_Required action_. Return everything from "Staphylococcus aureus or" down to "experience skin infections?" in the MRSA article, copied word for word.

_Excerpt provided_.
■ ■ ■ ■ ■

From the December 2008 Idaho Observer:

MRSA: A severely underreported epidemic in the U.S.

What is MRSA? According to the CDC, methicillin-resistant staphylococcus aureus (MRSA) refers to types of staph that are resistant to treatment with methicillin, an antibiotic. MRSA is often resistant to other antibiotics as well. While 25 to 30 percent of the population is colonized with staph (meaning bacteria are present, but not causing an infection with staph), approximately one percent is colonized with MRSA.

Staphylococcus aureus or "staph" is a type of bacteria commonly carried on the skin or in the nose of healthy people. However, the CDC also states that staph bacteria are one of the most common causes of skin infections in the United States. An intelligent person might ask, why do healthy people carry this bacteria and not experience skin infections?

■ ■ ■ ■ ■

_Dataset entries_.
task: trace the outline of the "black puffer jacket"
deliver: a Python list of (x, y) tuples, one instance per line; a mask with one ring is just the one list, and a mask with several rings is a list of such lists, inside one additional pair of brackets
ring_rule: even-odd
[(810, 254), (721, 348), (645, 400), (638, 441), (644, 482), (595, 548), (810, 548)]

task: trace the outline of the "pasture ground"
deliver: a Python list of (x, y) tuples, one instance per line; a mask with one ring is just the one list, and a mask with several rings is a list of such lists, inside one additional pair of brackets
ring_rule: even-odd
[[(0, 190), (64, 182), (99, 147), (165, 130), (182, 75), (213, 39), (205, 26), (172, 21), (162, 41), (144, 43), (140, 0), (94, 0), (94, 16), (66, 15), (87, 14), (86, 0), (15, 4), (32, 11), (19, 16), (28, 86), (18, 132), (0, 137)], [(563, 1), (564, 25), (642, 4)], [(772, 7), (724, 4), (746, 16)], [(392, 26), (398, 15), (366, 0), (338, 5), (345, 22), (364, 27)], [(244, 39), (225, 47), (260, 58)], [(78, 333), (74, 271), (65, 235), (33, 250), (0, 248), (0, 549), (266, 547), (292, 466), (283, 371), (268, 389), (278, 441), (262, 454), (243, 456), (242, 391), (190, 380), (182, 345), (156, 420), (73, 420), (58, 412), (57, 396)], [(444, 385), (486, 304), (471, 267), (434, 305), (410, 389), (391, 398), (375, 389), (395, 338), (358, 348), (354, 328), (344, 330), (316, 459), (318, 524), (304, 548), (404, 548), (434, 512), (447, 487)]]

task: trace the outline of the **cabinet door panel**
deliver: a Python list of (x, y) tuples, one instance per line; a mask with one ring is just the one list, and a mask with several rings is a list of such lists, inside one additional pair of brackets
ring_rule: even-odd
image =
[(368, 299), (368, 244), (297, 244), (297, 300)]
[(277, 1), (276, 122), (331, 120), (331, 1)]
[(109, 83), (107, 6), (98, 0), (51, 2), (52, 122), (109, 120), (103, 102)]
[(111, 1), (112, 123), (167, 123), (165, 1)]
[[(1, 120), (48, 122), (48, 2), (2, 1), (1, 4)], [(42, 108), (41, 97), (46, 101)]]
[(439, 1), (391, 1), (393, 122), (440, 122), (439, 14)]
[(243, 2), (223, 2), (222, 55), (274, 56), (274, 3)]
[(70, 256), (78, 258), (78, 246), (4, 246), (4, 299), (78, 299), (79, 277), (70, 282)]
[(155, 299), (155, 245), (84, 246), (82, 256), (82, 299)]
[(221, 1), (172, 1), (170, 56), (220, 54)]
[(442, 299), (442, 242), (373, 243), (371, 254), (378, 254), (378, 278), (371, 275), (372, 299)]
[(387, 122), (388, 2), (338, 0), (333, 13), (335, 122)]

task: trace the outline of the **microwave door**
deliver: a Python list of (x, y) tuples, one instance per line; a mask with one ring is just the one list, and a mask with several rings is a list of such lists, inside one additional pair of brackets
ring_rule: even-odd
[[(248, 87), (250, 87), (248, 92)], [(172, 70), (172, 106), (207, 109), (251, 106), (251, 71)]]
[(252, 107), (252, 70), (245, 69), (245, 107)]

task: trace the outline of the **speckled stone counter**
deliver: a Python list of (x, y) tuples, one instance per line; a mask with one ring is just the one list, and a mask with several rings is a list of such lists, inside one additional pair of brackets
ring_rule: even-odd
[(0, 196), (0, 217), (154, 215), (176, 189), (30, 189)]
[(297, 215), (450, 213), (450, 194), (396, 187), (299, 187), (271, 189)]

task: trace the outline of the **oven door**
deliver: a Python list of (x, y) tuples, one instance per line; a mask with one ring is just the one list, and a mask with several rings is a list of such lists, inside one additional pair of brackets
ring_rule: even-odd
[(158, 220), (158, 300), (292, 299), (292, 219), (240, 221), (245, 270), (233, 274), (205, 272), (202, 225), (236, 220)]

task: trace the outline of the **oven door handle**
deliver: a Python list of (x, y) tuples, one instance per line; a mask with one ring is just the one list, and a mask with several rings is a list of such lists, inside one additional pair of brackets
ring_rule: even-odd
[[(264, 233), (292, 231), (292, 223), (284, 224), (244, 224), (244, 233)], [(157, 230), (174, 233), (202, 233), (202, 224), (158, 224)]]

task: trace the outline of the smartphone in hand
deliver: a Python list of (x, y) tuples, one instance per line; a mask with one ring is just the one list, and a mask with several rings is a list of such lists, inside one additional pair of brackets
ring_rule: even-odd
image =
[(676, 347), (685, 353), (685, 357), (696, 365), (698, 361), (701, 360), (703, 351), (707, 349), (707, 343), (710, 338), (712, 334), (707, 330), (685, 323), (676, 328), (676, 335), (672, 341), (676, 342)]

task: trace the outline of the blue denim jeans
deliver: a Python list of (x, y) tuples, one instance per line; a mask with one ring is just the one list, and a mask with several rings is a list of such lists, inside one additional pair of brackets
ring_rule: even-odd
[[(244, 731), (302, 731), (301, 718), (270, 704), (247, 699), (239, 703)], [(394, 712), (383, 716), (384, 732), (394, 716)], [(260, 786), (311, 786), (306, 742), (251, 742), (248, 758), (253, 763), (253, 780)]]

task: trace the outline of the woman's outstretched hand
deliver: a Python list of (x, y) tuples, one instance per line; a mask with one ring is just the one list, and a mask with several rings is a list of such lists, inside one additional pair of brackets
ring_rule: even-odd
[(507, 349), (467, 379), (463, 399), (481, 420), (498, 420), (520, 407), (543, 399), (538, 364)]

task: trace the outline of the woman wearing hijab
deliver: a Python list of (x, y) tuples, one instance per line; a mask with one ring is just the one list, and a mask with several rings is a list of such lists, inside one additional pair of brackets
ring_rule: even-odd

■ ■ ■ ■ ■

_Reply_.
Staphylococcus aureus or "staph" is a type of bacteria commonly carried on the skin or in the nose of healthy people. However, the CDC also states that staph bacteria are one of the most common causes of skin infections in the United States. An intelligent person might ask, why do healthy people carry this bacteria and not experience skin infections?